* [Activities]
1. According to the income tax deductions text, how much can a resident individual with severe disability deduct under Section 80U?
2. Carry the income tax deductions text forward from its final heading on interest on home loans.

Supplied passage below:

Section 80GGA (Available to All assessees not having any income chargeable under the head 'Profits and gains of business or profession')
Deduction in respect of certain donations for scientific research or rural development
Section 80GGB (Available to Indian company)
Deduction in respect of Sum contributed to any political party/electoral trust
Section 80GGC (Available to All assessees, other than local authority and artificial juridical person wholly or partly funded by Government) Deduction in respect of contributions given by any person to political parties.
Section 80QQB (Available to Resident Individual - Author)
Deduction in respect of Royalty Income of resident individuals on patents.
Maximum deduction Rs. 3,00,000/-
Section 80RRB (Available to Resident Individuals)
Deduction in respect of Royalty Income of resident individual authors of certain books other than text books.
Maximum deduction Rs. 3,00,000/-
Section 80 TTA (Available to Resident Individuals/HUFs)
Deduction from gross total income in respect of any Income by way of Interest on Savings account
Deduction from gross total income of an individual or HUF, upto a maximum of Rs. 10,000/-, in respect of interest on deposits in savings account ( not time deposits ) with a bank, co-operative society or post office, is allowable w.e.f. 01.04.2012 (Assessment Year 2013-14).
Section 80U (Available to Resident Individuals)
Deduction in respect of Person suffering from Physical Disability
Deduction of Rs. 75,000/- (enhanced from Rs. 50,000 w.e.f. 01.04.2015) to a resident individual who suffers from a physical disability(including blindness) or mental retardation. Further, if the individual is a person with severe disability, deduction of Rs. 125,000/- (enhanced from Rs. 1,00,000 w.e.f. 01.04.2015) shall be available u/s 80U. Certificate should be obtained from a Govt. Doctor. The relevant rule is Rule 11D.
Deduction in respect of Interest on Housing Property Loans (Home Loans)

End of Supplied passage.
Given records below:

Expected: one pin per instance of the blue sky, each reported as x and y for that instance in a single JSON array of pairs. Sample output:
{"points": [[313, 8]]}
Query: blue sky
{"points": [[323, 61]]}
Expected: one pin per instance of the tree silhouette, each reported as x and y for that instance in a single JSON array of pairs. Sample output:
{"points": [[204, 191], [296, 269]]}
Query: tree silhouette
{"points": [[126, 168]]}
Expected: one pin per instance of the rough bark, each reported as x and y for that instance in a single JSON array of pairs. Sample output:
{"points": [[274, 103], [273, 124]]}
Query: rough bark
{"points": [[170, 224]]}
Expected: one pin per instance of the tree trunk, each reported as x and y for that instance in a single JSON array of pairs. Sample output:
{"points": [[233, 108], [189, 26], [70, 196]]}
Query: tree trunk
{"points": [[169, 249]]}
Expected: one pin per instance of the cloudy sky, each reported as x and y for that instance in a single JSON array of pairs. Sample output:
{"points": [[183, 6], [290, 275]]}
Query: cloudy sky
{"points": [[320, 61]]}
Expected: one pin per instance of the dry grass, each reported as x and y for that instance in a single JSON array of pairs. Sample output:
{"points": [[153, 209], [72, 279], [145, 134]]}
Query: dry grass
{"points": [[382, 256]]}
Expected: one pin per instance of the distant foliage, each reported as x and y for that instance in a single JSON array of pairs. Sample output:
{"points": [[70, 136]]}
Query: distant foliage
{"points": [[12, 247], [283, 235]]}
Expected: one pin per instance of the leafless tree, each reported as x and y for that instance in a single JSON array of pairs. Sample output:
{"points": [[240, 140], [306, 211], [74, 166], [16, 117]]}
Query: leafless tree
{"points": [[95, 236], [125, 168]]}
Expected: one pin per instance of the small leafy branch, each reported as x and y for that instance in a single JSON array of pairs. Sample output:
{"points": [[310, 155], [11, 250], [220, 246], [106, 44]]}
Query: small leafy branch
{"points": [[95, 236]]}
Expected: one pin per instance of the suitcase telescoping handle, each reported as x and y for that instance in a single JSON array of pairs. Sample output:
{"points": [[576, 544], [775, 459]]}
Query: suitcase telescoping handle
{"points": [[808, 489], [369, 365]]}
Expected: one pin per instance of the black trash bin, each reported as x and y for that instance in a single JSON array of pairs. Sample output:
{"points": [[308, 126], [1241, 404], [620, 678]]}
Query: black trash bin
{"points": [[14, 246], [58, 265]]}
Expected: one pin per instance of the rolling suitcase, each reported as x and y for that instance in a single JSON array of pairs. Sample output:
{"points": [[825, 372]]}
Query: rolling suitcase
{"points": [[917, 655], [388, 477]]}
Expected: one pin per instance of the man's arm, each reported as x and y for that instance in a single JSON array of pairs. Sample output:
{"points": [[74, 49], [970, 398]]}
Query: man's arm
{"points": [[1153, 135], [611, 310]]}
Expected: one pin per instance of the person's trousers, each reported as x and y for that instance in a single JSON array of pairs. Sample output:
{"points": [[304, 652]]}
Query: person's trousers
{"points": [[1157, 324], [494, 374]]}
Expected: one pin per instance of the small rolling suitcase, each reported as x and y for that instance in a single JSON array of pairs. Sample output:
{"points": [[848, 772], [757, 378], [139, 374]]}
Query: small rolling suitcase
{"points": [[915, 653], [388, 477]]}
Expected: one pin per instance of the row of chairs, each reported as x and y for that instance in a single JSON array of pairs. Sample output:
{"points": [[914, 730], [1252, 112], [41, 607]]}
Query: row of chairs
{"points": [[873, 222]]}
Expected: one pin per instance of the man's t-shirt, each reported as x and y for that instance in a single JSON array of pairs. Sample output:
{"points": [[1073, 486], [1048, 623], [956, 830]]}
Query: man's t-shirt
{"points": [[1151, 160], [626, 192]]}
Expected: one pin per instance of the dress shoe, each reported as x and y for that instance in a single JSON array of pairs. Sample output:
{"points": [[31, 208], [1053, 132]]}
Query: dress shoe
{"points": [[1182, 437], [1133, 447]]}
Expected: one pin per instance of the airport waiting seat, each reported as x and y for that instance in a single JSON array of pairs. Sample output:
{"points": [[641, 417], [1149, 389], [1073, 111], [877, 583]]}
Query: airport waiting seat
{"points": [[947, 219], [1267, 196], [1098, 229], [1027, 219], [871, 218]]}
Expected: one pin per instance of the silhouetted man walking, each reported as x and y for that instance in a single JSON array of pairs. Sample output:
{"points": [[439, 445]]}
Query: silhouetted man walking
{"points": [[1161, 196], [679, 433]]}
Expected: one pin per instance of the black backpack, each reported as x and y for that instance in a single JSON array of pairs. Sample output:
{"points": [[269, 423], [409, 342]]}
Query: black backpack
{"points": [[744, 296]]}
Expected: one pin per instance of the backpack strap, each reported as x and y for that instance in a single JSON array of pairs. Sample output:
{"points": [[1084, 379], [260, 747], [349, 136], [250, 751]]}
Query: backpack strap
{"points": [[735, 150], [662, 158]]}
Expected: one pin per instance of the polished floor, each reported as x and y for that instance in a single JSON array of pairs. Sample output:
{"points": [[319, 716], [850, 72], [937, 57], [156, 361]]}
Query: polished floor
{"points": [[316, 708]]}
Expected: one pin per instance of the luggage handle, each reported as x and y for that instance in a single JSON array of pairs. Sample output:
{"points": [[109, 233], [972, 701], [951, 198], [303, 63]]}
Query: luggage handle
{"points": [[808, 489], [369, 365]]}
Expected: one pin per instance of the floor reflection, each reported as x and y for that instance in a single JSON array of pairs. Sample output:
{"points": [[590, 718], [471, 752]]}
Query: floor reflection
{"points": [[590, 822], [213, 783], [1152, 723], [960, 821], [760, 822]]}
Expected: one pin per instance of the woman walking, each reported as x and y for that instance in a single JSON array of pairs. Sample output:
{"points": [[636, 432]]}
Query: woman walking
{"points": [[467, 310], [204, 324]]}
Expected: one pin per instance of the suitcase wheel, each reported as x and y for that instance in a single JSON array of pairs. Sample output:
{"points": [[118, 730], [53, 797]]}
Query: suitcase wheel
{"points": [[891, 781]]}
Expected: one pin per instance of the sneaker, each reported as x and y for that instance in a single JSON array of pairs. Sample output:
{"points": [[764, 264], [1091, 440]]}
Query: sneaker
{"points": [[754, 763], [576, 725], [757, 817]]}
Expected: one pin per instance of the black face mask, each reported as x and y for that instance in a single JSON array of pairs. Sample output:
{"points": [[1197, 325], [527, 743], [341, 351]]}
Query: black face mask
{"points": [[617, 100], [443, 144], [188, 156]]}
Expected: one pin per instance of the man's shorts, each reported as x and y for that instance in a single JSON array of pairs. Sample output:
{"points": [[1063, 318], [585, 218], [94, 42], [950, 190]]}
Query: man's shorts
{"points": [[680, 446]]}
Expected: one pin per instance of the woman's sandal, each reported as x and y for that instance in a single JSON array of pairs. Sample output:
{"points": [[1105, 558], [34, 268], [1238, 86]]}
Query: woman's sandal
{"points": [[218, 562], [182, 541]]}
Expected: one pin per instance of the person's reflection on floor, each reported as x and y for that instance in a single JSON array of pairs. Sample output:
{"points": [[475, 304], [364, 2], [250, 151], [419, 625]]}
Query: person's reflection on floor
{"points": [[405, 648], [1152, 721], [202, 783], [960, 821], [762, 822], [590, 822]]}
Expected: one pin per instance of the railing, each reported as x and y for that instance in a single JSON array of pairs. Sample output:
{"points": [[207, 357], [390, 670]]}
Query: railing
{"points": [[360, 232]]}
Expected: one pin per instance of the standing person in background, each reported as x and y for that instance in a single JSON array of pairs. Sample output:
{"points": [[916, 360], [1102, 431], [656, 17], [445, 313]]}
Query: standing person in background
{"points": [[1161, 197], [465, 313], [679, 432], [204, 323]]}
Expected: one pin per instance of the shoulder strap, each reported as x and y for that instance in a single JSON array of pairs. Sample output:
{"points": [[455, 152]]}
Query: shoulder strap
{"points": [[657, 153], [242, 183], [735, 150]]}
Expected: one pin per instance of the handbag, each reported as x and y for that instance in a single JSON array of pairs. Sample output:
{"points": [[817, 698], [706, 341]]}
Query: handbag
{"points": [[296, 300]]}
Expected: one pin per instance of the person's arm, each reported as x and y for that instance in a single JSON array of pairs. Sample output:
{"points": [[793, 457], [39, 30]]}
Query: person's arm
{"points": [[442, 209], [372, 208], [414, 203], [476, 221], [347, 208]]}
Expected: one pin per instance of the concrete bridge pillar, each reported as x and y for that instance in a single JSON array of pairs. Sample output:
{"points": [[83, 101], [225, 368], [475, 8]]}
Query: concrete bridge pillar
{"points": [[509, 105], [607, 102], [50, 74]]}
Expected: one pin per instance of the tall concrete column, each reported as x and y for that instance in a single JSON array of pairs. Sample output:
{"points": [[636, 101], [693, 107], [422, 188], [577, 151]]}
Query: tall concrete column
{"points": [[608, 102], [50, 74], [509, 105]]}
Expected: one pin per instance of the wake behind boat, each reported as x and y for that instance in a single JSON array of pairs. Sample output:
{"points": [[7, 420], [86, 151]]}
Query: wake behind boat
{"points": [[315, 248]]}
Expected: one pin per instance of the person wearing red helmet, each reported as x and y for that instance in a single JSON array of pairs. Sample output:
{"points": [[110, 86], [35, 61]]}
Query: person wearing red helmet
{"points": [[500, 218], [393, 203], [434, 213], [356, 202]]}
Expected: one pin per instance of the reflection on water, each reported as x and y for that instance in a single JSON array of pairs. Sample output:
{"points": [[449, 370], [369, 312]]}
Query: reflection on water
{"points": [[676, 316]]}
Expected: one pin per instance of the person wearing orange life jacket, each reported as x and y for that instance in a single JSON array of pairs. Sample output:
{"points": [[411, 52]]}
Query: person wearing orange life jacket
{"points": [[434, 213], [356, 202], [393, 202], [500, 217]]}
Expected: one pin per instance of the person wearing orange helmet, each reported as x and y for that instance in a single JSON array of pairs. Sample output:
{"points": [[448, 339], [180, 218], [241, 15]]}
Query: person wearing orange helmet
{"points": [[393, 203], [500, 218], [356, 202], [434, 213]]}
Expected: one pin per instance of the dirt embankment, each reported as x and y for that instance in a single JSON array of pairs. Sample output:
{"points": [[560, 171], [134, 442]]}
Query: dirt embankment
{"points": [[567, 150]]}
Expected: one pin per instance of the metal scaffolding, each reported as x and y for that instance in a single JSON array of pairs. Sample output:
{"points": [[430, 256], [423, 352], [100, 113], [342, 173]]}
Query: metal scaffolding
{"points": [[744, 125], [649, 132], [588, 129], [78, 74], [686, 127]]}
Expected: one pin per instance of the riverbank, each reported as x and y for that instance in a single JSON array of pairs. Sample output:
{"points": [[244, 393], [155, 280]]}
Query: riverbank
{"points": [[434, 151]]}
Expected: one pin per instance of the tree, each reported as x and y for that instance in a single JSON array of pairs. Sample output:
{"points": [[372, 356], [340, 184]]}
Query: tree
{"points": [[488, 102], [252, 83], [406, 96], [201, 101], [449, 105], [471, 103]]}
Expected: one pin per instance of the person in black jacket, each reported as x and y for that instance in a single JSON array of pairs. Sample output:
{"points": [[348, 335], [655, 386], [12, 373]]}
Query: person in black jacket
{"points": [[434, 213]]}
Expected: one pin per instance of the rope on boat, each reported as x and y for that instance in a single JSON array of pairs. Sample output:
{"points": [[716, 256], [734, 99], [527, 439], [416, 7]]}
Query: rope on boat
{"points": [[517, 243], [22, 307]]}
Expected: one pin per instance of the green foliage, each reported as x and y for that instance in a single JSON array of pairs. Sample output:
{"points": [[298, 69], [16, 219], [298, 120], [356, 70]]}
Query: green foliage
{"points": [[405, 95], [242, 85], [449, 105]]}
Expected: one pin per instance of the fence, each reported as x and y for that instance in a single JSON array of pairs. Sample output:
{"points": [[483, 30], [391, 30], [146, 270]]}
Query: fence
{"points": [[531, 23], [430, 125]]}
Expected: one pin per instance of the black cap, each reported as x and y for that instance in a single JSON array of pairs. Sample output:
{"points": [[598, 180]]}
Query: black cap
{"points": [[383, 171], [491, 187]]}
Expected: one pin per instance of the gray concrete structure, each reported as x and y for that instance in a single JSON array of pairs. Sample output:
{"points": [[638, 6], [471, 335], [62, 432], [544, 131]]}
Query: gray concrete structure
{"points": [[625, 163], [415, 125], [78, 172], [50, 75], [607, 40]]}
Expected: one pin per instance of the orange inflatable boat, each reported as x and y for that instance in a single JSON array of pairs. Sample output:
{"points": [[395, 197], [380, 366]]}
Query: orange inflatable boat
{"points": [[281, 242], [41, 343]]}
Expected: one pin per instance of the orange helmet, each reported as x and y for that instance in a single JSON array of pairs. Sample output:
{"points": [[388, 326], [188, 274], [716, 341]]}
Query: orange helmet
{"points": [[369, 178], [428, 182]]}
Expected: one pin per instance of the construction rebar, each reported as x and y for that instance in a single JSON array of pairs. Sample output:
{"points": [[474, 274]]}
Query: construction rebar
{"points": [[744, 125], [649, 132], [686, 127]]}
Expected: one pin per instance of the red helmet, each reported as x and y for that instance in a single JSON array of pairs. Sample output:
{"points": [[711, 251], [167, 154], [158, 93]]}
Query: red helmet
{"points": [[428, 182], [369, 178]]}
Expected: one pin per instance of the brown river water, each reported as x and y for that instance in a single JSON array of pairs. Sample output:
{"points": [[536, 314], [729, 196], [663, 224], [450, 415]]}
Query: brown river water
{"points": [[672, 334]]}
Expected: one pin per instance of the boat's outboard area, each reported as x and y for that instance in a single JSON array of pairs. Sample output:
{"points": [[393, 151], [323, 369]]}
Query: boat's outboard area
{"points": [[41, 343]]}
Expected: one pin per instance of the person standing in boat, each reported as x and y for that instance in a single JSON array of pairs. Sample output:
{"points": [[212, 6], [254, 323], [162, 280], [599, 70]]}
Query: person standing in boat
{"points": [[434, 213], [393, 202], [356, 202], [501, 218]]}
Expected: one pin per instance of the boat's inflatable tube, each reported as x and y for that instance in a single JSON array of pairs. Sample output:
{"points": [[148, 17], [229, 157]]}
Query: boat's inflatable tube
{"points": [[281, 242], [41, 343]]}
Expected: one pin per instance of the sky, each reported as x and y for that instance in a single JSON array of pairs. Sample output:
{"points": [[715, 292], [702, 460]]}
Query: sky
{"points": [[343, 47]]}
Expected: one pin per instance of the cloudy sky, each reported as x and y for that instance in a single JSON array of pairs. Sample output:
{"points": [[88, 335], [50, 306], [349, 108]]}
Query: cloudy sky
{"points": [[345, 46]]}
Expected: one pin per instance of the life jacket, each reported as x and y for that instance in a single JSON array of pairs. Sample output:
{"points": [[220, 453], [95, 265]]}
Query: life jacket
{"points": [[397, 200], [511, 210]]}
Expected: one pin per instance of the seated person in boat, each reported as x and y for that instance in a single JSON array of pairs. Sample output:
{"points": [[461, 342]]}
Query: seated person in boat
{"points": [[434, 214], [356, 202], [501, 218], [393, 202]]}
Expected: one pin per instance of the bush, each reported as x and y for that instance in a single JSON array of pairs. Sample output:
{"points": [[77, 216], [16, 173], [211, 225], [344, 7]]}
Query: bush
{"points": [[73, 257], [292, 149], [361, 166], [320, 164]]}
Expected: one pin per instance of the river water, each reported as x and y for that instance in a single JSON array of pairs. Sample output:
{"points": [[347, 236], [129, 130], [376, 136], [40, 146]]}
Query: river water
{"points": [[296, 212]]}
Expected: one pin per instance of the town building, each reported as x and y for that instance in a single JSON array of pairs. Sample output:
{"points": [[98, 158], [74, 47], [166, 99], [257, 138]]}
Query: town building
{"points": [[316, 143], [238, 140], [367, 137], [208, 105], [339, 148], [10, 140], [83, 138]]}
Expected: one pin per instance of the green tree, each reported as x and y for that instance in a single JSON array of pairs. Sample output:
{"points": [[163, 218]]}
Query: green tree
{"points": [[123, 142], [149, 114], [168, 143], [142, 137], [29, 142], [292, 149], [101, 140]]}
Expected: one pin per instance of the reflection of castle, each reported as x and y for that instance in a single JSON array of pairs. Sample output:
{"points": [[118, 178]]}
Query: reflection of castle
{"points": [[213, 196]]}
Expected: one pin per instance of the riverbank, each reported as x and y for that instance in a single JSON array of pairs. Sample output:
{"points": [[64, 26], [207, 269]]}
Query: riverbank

End of Given records.

* [Expected outputs]
1. Rs. 125,000, enhanced from Rs. 1,00,000 w.e.f. 01.04.2015.

2.
- The maximum tax deduction for accrued interest during the year for a self-occupied property acquired, constructed, repaired, renewed or reconstructed with borrowed capital and aquired / constructed within 3 years from the end of financial year in which the loan was taken, is allowed upto a maximum limit of Rs. 2 Lakhs (increased in Budget 2014 from 1.5 Lakhs to Rs. 2 Lakhs).
- In case the property for which the Home Loan has been taken is not self-occupied, no maximum limit has been prescribed and the entire amount of accued interest during the year can be claimed as deduction. Such property is treated as let out property and rental income is to be shown in the Income Tax return. Even if the the property is not occupied, it is still considered letout. A notional rent income is computed based on market rates, which becomes taxable after making 30% deduction towards maintenance and repair.
- In case the property has not been self-occupied by the owner due to reason of his employment, business or profession carried on at any other place and he has to reside at that other place not belonging to him, then the amount of tax deduction allowed shall be Rs. 2,00,000/- only.
- If the property is not acquired/constructed completed within 3 years from the end of financial year in which the loan was taken, the maximum deduction for accrued interest is reduced to Rs 30,000/- only. This limit of 3 years has been increased to 5 years from Financial Year 2016-17 and onwards.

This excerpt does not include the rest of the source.